| ABOUT THIS TASK |
Copy exactly the lines of the records below, and only those lines, beginning with the line that contains "Each <instance> block" and ending with the line that contains "positive clicks: (45, 373) (76, 364) (7, 368)".

........

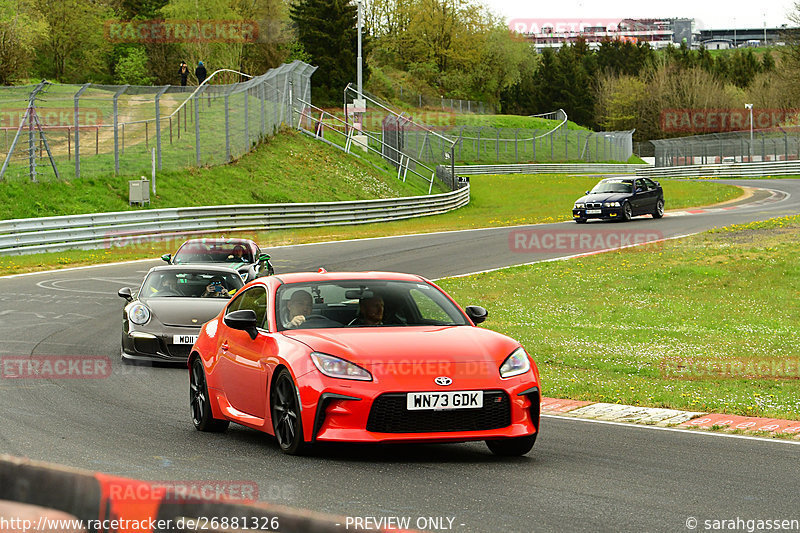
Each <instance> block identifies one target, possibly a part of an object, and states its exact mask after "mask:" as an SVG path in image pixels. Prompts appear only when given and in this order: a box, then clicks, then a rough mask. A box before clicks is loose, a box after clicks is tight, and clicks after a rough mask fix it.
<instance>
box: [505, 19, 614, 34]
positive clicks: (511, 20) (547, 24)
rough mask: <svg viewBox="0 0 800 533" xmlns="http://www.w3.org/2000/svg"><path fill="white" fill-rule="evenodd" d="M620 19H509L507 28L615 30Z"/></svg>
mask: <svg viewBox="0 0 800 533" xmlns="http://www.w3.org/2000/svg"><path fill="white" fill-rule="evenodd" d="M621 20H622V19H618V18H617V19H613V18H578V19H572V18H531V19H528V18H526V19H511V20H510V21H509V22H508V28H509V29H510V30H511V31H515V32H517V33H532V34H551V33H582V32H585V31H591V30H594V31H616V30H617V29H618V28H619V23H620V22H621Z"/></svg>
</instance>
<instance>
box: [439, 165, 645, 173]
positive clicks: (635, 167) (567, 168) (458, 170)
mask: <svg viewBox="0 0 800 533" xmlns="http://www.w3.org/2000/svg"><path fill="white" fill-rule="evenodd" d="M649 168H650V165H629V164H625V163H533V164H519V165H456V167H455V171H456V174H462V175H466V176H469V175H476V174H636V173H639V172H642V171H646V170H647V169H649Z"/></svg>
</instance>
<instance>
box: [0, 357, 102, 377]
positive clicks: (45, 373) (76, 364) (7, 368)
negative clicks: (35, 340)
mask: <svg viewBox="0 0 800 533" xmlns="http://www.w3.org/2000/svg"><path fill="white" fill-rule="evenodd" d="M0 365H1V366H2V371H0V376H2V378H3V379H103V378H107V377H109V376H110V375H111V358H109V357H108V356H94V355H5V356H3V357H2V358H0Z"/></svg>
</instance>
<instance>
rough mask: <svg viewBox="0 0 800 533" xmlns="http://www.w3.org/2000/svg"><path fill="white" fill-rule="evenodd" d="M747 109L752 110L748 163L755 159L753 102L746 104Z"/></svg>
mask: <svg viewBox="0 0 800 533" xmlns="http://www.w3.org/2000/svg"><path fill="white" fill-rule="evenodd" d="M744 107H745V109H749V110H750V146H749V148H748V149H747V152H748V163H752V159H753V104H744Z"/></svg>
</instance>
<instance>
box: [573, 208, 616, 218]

........

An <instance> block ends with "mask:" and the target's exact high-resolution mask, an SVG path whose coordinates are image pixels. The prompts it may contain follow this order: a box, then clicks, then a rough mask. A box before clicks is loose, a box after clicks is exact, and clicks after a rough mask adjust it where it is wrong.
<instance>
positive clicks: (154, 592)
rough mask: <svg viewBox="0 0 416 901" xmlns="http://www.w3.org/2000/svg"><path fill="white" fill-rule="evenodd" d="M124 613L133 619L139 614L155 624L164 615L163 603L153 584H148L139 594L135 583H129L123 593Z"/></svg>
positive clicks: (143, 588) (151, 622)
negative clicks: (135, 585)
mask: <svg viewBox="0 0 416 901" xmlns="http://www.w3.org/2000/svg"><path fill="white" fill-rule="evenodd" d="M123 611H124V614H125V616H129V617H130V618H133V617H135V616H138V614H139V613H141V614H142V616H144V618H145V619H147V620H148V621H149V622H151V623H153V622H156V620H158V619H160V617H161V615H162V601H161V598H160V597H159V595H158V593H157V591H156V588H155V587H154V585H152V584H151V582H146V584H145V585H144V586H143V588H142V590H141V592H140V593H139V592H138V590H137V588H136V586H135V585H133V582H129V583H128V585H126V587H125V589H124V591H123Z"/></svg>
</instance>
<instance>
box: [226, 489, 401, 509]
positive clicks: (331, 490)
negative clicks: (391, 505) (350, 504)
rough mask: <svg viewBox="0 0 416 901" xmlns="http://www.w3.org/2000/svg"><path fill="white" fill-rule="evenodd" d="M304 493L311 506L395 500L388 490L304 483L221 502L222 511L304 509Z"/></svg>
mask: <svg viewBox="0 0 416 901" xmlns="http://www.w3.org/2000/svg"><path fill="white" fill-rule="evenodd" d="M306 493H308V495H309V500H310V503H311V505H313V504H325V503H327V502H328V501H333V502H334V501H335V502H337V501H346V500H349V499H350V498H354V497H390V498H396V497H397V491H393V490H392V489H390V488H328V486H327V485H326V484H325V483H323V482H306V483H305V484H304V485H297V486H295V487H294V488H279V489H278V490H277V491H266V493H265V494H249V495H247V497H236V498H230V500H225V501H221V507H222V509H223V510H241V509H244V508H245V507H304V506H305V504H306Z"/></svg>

........

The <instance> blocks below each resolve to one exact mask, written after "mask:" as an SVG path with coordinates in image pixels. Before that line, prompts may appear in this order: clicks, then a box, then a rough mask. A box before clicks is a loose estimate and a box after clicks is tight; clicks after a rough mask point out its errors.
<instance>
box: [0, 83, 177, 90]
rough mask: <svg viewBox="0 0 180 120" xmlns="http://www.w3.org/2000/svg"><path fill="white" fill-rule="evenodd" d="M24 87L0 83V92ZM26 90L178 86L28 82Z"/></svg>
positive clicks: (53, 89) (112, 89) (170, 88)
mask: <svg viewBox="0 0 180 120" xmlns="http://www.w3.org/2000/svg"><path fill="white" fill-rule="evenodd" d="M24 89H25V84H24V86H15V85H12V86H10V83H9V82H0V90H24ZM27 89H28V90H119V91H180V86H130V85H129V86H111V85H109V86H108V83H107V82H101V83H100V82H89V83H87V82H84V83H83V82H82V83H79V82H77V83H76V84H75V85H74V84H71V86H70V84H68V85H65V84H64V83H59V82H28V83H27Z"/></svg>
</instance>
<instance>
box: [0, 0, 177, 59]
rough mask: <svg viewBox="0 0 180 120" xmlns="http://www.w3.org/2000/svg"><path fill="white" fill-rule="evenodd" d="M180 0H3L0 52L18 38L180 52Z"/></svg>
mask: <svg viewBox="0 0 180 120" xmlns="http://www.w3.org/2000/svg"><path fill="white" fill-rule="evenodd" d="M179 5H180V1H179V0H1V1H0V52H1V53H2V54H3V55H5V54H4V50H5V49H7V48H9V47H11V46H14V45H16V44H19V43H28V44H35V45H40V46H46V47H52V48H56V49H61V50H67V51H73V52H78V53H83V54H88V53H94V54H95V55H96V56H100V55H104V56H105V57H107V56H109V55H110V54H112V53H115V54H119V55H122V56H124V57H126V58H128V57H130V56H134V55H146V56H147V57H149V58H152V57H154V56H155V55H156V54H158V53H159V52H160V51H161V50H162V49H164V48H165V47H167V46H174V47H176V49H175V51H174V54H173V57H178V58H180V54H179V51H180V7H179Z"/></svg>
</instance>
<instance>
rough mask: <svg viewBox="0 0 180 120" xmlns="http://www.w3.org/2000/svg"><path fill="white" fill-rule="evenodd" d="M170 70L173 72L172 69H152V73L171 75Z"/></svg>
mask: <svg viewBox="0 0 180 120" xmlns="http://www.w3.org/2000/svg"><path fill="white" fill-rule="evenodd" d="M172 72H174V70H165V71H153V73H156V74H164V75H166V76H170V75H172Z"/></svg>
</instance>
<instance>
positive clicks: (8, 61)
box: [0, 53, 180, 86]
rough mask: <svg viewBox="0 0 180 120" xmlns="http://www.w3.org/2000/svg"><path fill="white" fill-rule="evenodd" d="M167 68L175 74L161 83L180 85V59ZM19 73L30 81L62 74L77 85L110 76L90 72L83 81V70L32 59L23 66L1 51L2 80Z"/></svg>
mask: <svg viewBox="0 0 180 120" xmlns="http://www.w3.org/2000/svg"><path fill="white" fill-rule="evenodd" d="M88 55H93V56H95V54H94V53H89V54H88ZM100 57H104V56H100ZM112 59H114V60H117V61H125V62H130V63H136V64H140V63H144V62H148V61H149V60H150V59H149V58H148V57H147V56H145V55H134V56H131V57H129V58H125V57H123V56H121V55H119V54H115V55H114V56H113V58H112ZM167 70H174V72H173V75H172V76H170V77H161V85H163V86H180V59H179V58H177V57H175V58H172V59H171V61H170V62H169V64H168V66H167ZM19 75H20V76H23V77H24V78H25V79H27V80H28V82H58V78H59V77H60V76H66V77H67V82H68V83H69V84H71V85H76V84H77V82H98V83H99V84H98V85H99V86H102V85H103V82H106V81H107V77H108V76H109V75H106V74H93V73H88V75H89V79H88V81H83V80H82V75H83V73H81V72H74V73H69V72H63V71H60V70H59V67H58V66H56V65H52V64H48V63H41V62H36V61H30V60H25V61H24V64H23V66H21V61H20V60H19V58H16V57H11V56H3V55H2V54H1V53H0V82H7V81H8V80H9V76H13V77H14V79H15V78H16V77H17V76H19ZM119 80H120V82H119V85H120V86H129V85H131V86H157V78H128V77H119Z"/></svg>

........

| RESPONSE TO THE TASK |
Each <instance> block identifies one target, possibly a part of an object, and states its exact mask after "mask:" as an SVG path in image pixels. Prompts appear only when given and in this order: a box, then clicks, then a rough mask. A box before clicks is loose, a box after clicks is tight, and clicks after a rough mask fix it.
<instance>
box: [505, 19, 614, 34]
positive clicks: (511, 20) (547, 24)
rough mask: <svg viewBox="0 0 800 533" xmlns="http://www.w3.org/2000/svg"><path fill="white" fill-rule="evenodd" d="M620 19H509L507 28L615 30Z"/></svg>
mask: <svg viewBox="0 0 800 533" xmlns="http://www.w3.org/2000/svg"><path fill="white" fill-rule="evenodd" d="M621 20H622V19H618V18H617V19H613V18H578V19H572V18H531V19H528V18H526V19H511V20H510V21H509V22H508V28H509V29H510V30H511V31H515V32H517V33H532V34H551V33H582V32H585V31H591V30H594V31H616V30H617V29H618V28H619V23H620V22H621Z"/></svg>
</instance>
<instance>
box: [439, 165, 645, 173]
positive clicks: (635, 167) (567, 168) (458, 170)
mask: <svg viewBox="0 0 800 533" xmlns="http://www.w3.org/2000/svg"><path fill="white" fill-rule="evenodd" d="M649 168H650V165H629V164H625V163H533V164H519V165H456V167H455V171H456V174H462V175H466V176H469V175H476V174H636V173H639V172H642V171H646V170H647V169H649Z"/></svg>
</instance>
<instance>
box: [0, 357, 102, 377]
positive clicks: (45, 373) (76, 364) (7, 368)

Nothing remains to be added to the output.